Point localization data
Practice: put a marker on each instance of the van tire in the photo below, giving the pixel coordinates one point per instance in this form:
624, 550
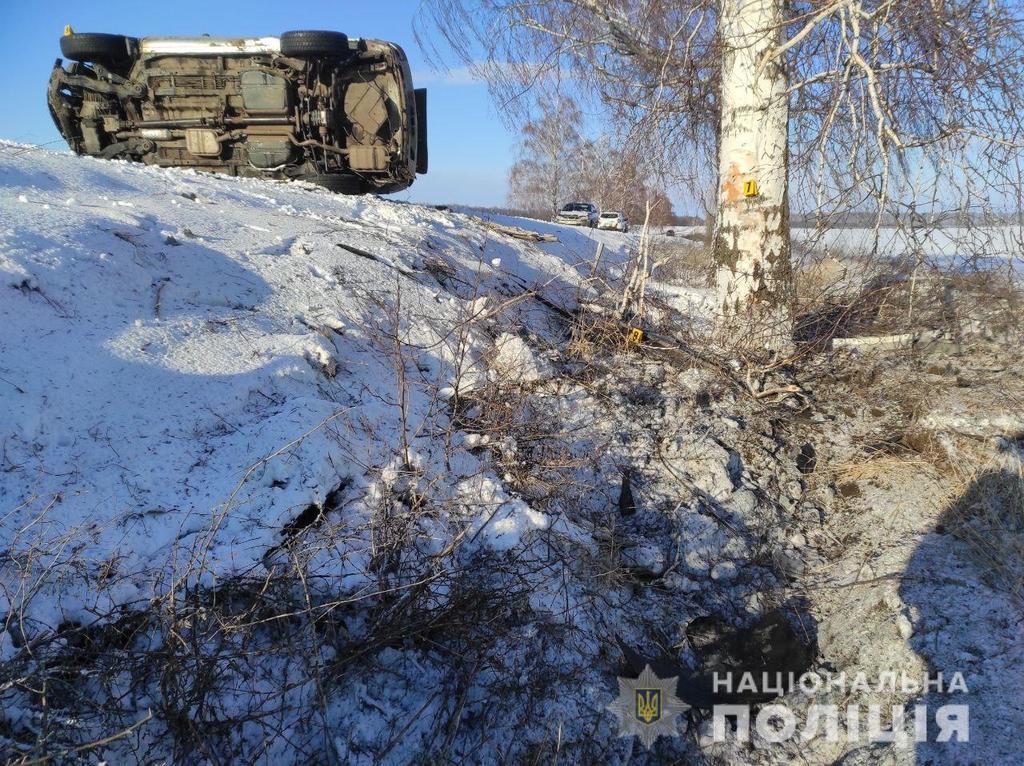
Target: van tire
96, 46
314, 44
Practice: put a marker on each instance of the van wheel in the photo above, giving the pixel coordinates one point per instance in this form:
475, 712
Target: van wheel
340, 183
313, 43
96, 46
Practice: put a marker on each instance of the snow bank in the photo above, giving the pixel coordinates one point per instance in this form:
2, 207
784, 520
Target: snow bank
187, 363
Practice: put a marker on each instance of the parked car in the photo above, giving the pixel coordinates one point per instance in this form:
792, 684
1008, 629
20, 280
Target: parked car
579, 214
313, 105
613, 220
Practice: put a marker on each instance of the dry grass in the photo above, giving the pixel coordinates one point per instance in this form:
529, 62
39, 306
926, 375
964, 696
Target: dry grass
985, 509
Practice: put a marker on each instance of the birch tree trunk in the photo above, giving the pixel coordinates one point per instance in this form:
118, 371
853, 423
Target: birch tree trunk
752, 235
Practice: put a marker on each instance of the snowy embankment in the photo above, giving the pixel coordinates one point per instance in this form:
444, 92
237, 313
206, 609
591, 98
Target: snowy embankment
293, 477
187, 364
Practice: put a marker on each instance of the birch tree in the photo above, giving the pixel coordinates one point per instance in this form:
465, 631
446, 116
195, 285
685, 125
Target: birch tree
752, 233
910, 110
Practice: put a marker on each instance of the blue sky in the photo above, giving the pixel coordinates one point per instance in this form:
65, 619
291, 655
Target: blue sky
470, 149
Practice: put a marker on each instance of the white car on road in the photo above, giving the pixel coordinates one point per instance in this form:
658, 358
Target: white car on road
613, 220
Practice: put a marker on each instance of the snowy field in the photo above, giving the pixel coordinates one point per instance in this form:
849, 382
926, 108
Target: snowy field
187, 363
293, 477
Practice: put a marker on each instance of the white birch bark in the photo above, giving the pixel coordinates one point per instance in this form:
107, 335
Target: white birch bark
752, 233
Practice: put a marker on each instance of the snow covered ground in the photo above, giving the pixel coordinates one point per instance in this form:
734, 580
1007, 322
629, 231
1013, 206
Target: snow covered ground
187, 362
292, 477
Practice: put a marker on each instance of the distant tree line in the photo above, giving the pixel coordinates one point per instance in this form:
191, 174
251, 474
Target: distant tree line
558, 164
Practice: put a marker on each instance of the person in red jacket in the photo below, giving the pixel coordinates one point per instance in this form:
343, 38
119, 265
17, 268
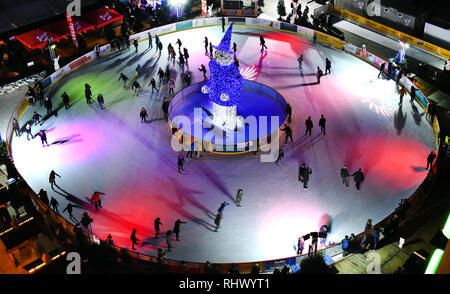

What the task asks: Pictures excluded, set down all the entries exactly.

Answer section:
Practice: put a marker on each instance of the van tire in the photo below, giving the pixel coordinates one point per instance in this form:
624, 550
Target: van tire
96, 46
314, 44
Practice: put a marker on each instance of the van wheel in the photo above, giving the pixel coordinates one point per instance in this form:
475, 712
Target: van wheel
340, 183
313, 43
96, 46
Practice: put a marker on each instance of the snow bank in the photo above, giving the pixel coordinates one point per instance in this form:
2, 207
784, 520
Target: snow bank
187, 363
Practice: put a marker on each instance of the parked car in the photo above, giving the pixel coordinates one point per instance in this form:
792, 684
1008, 629
20, 280
Target: parked car
579, 214
313, 105
613, 220
Practice: put a marker on each instance of the dry grass in the photo above, giving the pixel coordinates one point per instance in this form:
529, 62
39, 306
926, 375
964, 696
Target: dry grass
985, 509
Practice: put a marker on each instance of the birch tree trunk in the photo above, giving the pixel coordinates one point per instance in this form:
118, 371
853, 423
Target: birch tree trunk
752, 235
Practice: put a marker on each instance of the snowy embankment in the photo above, giving the pixel coordinates one point per instance in this form:
444, 92
237, 313
206, 609
591, 98
Target: snowy embankment
293, 477
187, 364
Practice: put a marker on each instance of the birch tree in the photo above, giving the pixel coordinates one point per instance in this form:
465, 631
446, 116
195, 285
685, 125
Target: birch tree
752, 233
910, 110
Practice: put a marker on each instance of the blue sky in the photo above, giving the pixel coordinates one point per instance in this form:
65, 619
291, 655
Target: blue sky
470, 149
Practice: put a marker on each instance of the white car on road in the photo above, giving the pixel coordinates one point per instance in this form:
658, 358
Target: white car on road
613, 220
Practice: put a marker on each instance of the snowy field in the photo above, giving the pixel coordinates one point per instance in this form:
849, 382
926, 108
Target: snowy field
187, 363
293, 477
Practice: put a marker on each instance of the white birch bark in the photo above, giving the pixel coordinates one point per instance in this form:
107, 335
Target: white birch bark
752, 233
Practice: put a marker on each instance of the snow covered ground in the photo above, giving the pixel coordinates one point per instance in this form:
734, 580
1007, 322
629, 231
1013, 206
Target: snow covered ground
187, 362
292, 477
Practice: put a marker on each instance of the distant tree line in the photo above, giving the pixel coordinates one point per instance in this form:
191, 174
251, 474
Target: distant tree line
558, 164
Practice: put a marker on each instance of the person in red jacket in the photo below, giving the pixel coordinates one point per instance in this form:
343, 38
119, 265
17, 268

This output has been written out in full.